▶ PASSAGE PROVIDED:
__________

The longtime legislator said he voted several years ago against some tax cuts, including the motor vehicle phaseout, fearing that they would lead to the budget problems the state is facing today.
“There is not a lot of waste in government. … Please don’t tell me we are wasting money,” he said, explaining that most tax dollars are going toward supporting education for children and medical and nursing care for seniors.
He was responding to a statement by Ottiano, who said, “We have to weed out that waste and find that abuse” in state government. Later in the forum, Ottiano said, the state’s finances have been so poorly managed that “we are actually hurting our ability to help each other.”
Vitkevich said, “Maybe we all have to learn how to do more with less.”
Perry, the head of the state Republican Party, pointed out that Weed never votes on gambling issues, when Stokes asked a question about gambling. Paiva Weed had just finished explaining that her law firm represents Newport Grand — and has since she was in high school — and that she recuses herself from participating in gambling discussions or votes to avoid a conflict of interest.
“I do think it’s unfortunate to have your sitting senator have to recuse themself from votes on a gambling facility when it is such a central part of the economy of Rhode Island. I’m sorry, I think it’s poor judgment. I understand people have to make a living. … With the [looming potential for bankruptcy] at Twin River, there will be more and more pressure from the state to get a lot more revenue out of Newport Grand. “The senator cannot take, pass votes. I think that’s very unfortunate and something for people to think about.”
Many of the candidates said they would oppose any expansion of gambling. Middletown Town Councilman Lou DiPalma, a Democrat who is challenging Gibbs, a Republican, in District 12 (Little Compton, Middletown, Newport and Tiverton) said the state needs to expand its economy and end its reliance on gambling revenues by becoming a leader in ocean technologies and such green industries as energy produced by wind and wave power.

__________

▶ RECORD SET:
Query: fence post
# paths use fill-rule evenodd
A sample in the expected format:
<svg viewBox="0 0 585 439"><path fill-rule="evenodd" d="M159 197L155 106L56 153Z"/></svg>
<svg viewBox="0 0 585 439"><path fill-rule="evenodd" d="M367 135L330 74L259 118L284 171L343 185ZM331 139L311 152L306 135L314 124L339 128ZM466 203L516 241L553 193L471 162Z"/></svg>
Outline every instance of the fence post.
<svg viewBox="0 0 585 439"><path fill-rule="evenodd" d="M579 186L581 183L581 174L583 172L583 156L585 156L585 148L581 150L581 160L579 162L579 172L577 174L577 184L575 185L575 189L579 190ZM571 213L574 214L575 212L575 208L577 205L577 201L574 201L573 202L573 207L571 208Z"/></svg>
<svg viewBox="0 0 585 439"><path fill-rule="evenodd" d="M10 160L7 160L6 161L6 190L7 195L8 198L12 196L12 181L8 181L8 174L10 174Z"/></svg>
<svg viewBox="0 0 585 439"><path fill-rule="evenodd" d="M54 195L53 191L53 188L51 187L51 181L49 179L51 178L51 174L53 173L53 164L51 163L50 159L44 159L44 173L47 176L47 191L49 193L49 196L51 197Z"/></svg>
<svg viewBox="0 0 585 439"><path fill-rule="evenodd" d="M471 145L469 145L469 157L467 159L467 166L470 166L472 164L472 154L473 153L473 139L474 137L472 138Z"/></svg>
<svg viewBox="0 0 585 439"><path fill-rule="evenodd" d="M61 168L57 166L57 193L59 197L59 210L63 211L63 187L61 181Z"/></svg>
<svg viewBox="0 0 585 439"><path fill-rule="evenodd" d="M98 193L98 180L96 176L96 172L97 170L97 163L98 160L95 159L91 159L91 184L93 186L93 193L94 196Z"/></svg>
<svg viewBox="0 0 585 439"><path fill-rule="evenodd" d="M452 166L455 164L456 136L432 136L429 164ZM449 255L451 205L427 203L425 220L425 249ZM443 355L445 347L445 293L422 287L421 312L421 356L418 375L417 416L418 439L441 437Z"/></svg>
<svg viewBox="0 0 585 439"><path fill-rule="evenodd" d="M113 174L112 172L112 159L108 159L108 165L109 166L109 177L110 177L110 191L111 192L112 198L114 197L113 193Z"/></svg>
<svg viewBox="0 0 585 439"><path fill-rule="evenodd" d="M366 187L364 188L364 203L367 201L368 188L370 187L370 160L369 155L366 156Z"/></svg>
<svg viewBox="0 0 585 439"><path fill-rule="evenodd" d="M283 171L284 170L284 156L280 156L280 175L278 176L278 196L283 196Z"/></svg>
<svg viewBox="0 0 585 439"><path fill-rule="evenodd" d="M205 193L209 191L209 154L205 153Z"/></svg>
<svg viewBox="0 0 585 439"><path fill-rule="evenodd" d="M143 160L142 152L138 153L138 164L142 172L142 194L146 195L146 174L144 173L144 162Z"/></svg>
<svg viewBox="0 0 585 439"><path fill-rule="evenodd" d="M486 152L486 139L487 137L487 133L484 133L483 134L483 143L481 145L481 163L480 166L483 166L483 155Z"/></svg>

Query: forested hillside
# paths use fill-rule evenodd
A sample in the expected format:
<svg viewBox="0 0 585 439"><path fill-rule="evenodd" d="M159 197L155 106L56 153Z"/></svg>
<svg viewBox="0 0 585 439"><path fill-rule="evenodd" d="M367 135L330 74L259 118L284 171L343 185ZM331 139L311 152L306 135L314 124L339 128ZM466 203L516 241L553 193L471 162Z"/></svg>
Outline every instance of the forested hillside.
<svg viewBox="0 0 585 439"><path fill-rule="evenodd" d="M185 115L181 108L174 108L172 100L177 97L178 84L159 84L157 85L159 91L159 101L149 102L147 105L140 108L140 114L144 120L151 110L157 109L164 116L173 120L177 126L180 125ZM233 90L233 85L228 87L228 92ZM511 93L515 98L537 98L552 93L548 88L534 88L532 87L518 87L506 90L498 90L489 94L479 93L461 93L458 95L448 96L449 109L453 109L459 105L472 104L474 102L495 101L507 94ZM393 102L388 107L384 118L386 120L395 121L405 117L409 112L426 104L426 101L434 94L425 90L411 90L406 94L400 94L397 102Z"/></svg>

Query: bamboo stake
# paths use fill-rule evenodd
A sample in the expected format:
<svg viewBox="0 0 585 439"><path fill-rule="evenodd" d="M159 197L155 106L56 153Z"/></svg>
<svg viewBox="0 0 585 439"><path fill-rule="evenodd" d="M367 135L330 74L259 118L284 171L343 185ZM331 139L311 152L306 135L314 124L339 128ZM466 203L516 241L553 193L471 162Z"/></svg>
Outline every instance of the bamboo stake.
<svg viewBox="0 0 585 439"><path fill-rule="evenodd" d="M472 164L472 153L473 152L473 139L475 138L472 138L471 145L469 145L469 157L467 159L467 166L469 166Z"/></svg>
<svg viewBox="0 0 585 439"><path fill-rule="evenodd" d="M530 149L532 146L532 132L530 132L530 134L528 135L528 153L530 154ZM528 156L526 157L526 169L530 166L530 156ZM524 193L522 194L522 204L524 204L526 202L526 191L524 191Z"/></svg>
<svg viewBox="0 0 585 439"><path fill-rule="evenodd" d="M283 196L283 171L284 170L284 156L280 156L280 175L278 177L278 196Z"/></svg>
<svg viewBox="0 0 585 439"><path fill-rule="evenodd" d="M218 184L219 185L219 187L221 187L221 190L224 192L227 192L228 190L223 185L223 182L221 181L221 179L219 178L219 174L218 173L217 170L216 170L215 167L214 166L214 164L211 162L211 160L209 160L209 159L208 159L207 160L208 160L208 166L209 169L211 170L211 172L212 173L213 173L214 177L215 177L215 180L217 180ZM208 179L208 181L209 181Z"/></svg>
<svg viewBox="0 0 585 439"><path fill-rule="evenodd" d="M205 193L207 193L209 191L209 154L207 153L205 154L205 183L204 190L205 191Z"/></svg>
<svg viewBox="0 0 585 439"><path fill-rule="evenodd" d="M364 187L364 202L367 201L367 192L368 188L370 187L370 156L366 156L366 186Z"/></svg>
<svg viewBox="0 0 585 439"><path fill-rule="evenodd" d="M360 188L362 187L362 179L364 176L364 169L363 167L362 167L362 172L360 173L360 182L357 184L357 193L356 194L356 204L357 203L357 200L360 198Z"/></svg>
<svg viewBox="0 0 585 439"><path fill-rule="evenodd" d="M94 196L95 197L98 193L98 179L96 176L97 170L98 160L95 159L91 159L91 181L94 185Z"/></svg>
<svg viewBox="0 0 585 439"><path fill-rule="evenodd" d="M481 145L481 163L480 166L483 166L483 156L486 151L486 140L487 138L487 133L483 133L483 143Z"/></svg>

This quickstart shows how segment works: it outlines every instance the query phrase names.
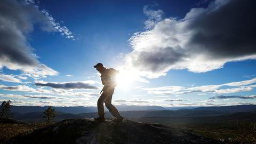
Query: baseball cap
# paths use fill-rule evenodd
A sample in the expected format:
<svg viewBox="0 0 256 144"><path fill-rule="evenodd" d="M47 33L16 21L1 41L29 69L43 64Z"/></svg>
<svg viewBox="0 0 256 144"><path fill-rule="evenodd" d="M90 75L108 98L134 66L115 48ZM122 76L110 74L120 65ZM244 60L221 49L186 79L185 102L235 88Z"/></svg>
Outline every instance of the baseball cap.
<svg viewBox="0 0 256 144"><path fill-rule="evenodd" d="M97 65L94 66L93 67L97 68L98 67L103 67L103 65L101 63L98 63Z"/></svg>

__________

▶ ACTION ITEM A: According to the forum report, which gambling facility does Paiva Weed's law firm represent?
▶ ACTION ITEM B: In the forum report, rewrite the passage starting with "The longtime legislator" and going on through "care for seniors.", swapping "tax cuts" for "tax breaks".

▶ WRITTEN SOLUTION A: Newport Grand

▶ WRITTEN SOLUTION B:
The longtime legislator said he voted several years ago against some tax breaks, including the motor vehicle phaseout, fearing that they would lead to the budget problems the state is facing today.
“There is not a lot of waste in government. … Please don’t tell me we are wasting money,” he said, explaining that most tax dollars are going toward supporting education for children and medical and nursing care for seniors.